Gafas nuevas
El pasado miércoles cambié de gafas. Esta vez, a pesar de
mis dioptrías, he conseguido por fin una buena oferta: por poco menos de
trescientos euros me he llevado un par. Para quienes la naturaleza les ha
dado un agudo sentido de la vista e ignoran por suerte los precios de las
monturas y las lentes para altas graduaciones esta cantidad puede parecerles
excesiva. Pero yo, miope desde los nueve o diez años, os aseguro que es una
oferta cojonuda.
Después de unos tres años con las mismas gafas empecé a ser
consciente hace poco, aunque de manera sutil, de mi necesidad de arrugar los
ojos para leer los subtítulos de una película o para percibir con claridad una
señal de tráfico. Así que, aunque el desarrollo de este defecto ocular llevaba
estancado unos años, mi nueva graduación me confirmó cómo mi estrecha y obligatoria
relación con los libros me había regalado, además de un poco más de conocimiento, un par de dioptrías.
Así, mi nueva y nítida visión del mundo desde hace un par de
días me ha hecho darme cuenta de la nebulosa en la que me había movido en los
últimos meses. Como en cualquier otro aspecto de la vida que queremos evitar
por resultarnos desagradable o doloroso, trato en vano cada año de retrasar la
visita al oculista como si fuera el propio oftalmólogo, y no el irremediable desarrollo
de esta anomalía ocular, el que me hiciese salir de la consulta con dos
dioptrías más en el bolso después de haber conseguido vendérmelas a buen precio.

◆ **Material de estudio**
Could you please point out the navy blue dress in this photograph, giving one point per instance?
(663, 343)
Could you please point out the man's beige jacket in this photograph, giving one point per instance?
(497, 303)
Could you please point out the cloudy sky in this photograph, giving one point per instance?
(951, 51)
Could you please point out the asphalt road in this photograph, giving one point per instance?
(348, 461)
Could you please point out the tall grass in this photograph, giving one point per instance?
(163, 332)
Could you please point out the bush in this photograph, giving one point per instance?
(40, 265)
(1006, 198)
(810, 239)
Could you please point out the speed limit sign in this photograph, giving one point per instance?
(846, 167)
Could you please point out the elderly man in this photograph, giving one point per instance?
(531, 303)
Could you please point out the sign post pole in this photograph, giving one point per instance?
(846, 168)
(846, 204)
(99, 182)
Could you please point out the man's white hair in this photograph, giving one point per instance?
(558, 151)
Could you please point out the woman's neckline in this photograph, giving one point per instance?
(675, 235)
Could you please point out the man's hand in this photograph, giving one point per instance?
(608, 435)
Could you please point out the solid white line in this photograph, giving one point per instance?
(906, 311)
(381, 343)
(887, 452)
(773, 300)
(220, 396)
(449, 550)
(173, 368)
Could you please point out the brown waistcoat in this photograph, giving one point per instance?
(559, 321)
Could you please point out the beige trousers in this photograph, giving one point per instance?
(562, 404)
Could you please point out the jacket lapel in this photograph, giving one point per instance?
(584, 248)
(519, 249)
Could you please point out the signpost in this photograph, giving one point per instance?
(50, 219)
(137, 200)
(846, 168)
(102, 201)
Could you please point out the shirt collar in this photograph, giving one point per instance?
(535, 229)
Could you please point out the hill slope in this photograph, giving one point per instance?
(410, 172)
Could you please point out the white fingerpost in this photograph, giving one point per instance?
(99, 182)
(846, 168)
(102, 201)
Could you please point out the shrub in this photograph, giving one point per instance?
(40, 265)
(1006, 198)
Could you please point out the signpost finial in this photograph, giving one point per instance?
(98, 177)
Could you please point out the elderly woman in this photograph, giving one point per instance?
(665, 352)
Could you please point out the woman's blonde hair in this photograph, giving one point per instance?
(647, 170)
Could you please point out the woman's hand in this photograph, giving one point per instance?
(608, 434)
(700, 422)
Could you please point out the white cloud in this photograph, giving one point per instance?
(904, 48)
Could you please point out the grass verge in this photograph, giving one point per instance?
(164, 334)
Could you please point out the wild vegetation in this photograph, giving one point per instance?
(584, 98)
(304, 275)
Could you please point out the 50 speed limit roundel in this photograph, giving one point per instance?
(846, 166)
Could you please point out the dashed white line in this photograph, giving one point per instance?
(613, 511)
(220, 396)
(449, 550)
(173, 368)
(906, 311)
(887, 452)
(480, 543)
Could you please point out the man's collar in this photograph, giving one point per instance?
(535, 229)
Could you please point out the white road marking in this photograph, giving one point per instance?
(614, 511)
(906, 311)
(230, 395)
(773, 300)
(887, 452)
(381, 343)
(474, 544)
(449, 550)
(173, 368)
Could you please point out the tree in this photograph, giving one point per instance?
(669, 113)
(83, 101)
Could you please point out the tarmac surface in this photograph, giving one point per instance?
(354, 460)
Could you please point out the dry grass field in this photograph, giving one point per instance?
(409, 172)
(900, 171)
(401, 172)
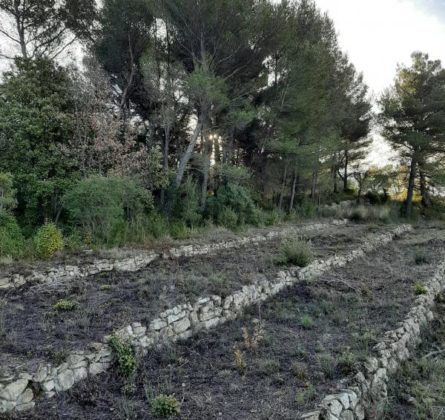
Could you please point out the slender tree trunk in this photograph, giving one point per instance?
(408, 206)
(165, 161)
(426, 200)
(345, 175)
(283, 186)
(207, 151)
(188, 154)
(292, 197)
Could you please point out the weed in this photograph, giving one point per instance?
(421, 258)
(328, 365)
(124, 356)
(307, 322)
(64, 305)
(252, 340)
(346, 363)
(165, 406)
(294, 252)
(305, 395)
(240, 360)
(268, 367)
(420, 289)
(299, 370)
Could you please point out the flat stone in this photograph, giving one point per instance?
(65, 380)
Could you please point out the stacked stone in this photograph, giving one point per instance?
(180, 322)
(369, 387)
(143, 259)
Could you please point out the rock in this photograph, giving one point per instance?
(347, 415)
(13, 391)
(65, 380)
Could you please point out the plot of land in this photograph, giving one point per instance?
(273, 363)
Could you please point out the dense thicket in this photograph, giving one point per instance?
(202, 110)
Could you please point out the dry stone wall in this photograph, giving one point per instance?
(363, 396)
(142, 259)
(18, 390)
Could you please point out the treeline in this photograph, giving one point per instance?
(183, 112)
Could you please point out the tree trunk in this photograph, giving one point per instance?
(292, 197)
(283, 186)
(165, 161)
(345, 176)
(207, 150)
(426, 200)
(408, 205)
(188, 154)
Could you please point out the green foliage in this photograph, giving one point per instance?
(307, 322)
(186, 203)
(233, 200)
(11, 238)
(421, 258)
(124, 356)
(420, 289)
(7, 193)
(64, 305)
(165, 406)
(37, 94)
(295, 252)
(48, 241)
(103, 207)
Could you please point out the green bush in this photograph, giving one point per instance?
(11, 238)
(295, 252)
(106, 208)
(48, 241)
(64, 305)
(165, 406)
(227, 218)
(186, 204)
(230, 200)
(124, 356)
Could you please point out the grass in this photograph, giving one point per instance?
(294, 252)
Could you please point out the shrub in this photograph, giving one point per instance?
(420, 289)
(421, 258)
(165, 406)
(48, 241)
(103, 206)
(307, 322)
(11, 238)
(124, 356)
(296, 252)
(227, 218)
(64, 305)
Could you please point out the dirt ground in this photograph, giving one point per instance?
(109, 301)
(312, 335)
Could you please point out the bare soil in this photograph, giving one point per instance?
(314, 335)
(32, 327)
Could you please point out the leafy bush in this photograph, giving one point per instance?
(227, 218)
(165, 406)
(124, 356)
(295, 252)
(233, 200)
(48, 241)
(186, 204)
(103, 207)
(64, 305)
(11, 238)
(420, 289)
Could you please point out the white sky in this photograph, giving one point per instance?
(380, 34)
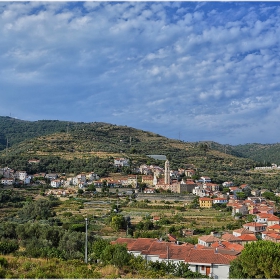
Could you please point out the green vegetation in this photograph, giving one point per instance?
(258, 260)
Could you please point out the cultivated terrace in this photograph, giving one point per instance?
(103, 201)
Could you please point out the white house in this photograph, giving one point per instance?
(219, 200)
(121, 162)
(7, 181)
(55, 183)
(212, 262)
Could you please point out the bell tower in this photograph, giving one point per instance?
(167, 173)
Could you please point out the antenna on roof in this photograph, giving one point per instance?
(7, 147)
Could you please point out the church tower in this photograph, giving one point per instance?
(167, 173)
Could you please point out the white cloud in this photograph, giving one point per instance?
(212, 66)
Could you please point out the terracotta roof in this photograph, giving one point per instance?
(208, 238)
(243, 231)
(228, 245)
(248, 237)
(128, 241)
(142, 244)
(277, 226)
(274, 235)
(230, 237)
(205, 199)
(208, 256)
(253, 224)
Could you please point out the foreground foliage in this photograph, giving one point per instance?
(258, 260)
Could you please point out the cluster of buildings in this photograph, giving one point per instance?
(211, 261)
(10, 177)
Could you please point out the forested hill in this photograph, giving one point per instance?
(265, 154)
(115, 139)
(16, 130)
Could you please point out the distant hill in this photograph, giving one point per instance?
(122, 138)
(265, 154)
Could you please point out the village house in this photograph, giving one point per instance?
(120, 162)
(204, 179)
(213, 262)
(211, 186)
(220, 200)
(148, 179)
(55, 183)
(255, 227)
(7, 181)
(205, 202)
(199, 191)
(268, 219)
(207, 240)
(189, 173)
(247, 238)
(51, 176)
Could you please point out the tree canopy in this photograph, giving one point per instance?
(258, 260)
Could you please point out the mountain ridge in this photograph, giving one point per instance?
(15, 131)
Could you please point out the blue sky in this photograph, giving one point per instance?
(192, 71)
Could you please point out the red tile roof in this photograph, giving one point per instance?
(128, 241)
(228, 245)
(230, 237)
(205, 199)
(208, 238)
(208, 256)
(248, 237)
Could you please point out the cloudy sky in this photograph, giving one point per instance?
(192, 71)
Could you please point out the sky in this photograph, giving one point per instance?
(192, 71)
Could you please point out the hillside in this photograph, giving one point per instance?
(265, 154)
(92, 146)
(17, 131)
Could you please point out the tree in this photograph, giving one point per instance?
(258, 260)
(98, 247)
(38, 210)
(117, 222)
(116, 255)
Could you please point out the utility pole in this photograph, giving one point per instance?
(7, 147)
(86, 241)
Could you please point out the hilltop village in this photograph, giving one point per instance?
(212, 254)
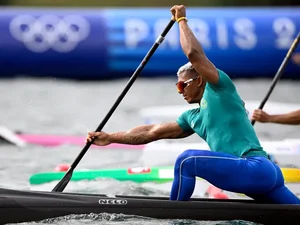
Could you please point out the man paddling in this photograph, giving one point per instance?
(291, 118)
(236, 162)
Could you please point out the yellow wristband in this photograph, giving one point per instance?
(181, 18)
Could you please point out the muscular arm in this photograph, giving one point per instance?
(194, 52)
(292, 118)
(148, 133)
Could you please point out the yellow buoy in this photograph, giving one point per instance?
(291, 175)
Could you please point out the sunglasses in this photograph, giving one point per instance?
(181, 85)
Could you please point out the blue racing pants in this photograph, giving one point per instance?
(255, 176)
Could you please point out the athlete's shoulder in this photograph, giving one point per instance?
(184, 120)
(224, 83)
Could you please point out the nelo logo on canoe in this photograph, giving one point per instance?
(139, 170)
(112, 201)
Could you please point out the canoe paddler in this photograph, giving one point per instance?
(237, 162)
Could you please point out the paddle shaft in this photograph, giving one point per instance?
(279, 72)
(67, 177)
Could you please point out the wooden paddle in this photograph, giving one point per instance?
(279, 72)
(67, 177)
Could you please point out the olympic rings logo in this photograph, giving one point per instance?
(50, 32)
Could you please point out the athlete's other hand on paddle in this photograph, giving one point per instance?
(260, 116)
(100, 138)
(178, 11)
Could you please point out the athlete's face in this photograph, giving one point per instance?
(189, 84)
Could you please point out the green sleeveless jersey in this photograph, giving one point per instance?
(222, 120)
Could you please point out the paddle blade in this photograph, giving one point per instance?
(63, 182)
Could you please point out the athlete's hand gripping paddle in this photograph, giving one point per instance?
(279, 72)
(67, 177)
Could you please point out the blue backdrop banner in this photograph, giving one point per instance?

◆ **Qué debe hacer**
A) Según el texto sobre las gafas nuevas, ¿por qué precio se consiguió el nuevo par de gafas?
B) Transcriba con total fidelidad el fragmento del texto sobre las gafas nuevas que va desde "Después de unos" hasta "par de dioptrías.".
C) Prosiga el texto sobre las gafas nuevas a partir de su última oración.
Los datos constituyen un material independiente del texto sobre las gafas nuevas.

◆ **Resultados obtenidos**
A) Por poco menos de trescientos euros.

B)
Después de unos tres años con las mismas gafas empecé a ser
consciente hace poco, aunque de manera sutil, de mi necesidad de arrugar los
ojos para leer los subtítulos de una película o para percibir con claridad una
señal de tráfico. Así que, aunque el desarrollo de este defecto ocular llevaba
estancado unos años, mi nueva graduación me confirmó cómo mi estrecha y obligatoria
relación con los libros me había regalado, además de un poco más de conocimiento, un par de dioptrías.

C)
A esta visita médica y a la consiguiente adquisición de mi par
de dioptrías nuevas, le sigue siempre un proceso un tanto largo de aceptación de mi nueva circunstancia visual (siempre empeorada). En ese tiempo mi cerebro se
emplea a fondo en engañarme a través de un proceso de repetición mental de ciertas
afirmaciones que, como casi todo, tienen su parte de verdad y también su parte
de falsedad: “¡no es para tanto!”, “¡hay cosas peores!”, “¡tampoco veo mucho
peor!”…Esta última puede que sea la más auténtica, pues en realidad hace ya
muchos años que no me veo los pies en la ducha y que tengo que ponerme las
gafas para lavármelos o cortarme las uñas, así que las cosas no han cambiado
tanto. Sin duda, mi instinto de supervivencia me oculta el hecho de que hace
tres años me veía mejor los pies de lo que lo hago ahora, y que ahora me los
veo mejor de lo que lo haré dentro de dos.
Hoy, tras unos cristales nuevos y lúcidos, veo el mundo con
una limpieza de la que no disfrutaba hace tiempo a pesar de haber perdido visión
en realidad. Paradójicamente, veo peor pero veo mejor. Y es que el tiempo nos estropea
por fuera tanto como nos mejora por dentro. Perdemos facultades y ganamos
experiencia. Aunque nunca dejaré de posponer mi cita con el oftalmólogo por ser
mi talón de Aquiles, no será así con el resto de mis compromisos vitales, a los
que siempre miraré a la cara, cada vez más ciega, pero cada vez más sabia.